Pick out and copy every line in the records below that holds the word "ground". Case counts, so a line matches only if the capital and small letters are the same.

• RECORDS TO USE
================================

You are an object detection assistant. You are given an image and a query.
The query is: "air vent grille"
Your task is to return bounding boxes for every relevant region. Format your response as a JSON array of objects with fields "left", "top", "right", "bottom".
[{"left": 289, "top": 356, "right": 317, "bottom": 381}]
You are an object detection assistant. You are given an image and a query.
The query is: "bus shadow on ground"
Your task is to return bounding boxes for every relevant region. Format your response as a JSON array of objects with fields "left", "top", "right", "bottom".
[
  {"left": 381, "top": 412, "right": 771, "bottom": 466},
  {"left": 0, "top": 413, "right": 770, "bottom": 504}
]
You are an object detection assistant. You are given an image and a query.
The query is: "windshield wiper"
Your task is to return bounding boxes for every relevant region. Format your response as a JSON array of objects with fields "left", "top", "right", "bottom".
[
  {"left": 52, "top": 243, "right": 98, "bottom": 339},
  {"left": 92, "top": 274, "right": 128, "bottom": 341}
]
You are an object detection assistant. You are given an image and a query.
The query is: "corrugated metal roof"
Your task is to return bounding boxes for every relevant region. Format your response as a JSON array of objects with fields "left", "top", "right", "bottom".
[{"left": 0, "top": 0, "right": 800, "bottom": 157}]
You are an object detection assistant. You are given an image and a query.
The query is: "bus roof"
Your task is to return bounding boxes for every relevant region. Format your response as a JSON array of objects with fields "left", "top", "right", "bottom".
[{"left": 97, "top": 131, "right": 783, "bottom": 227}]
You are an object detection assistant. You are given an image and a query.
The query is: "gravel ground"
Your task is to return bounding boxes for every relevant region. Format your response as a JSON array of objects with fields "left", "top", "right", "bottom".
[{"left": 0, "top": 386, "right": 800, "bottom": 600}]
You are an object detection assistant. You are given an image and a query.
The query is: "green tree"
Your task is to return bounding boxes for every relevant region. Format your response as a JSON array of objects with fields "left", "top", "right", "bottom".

================================

• SOLUTION FOR THIS EXERCISE
The query is: "bus shadow on ground"
The query is: "gravel ground"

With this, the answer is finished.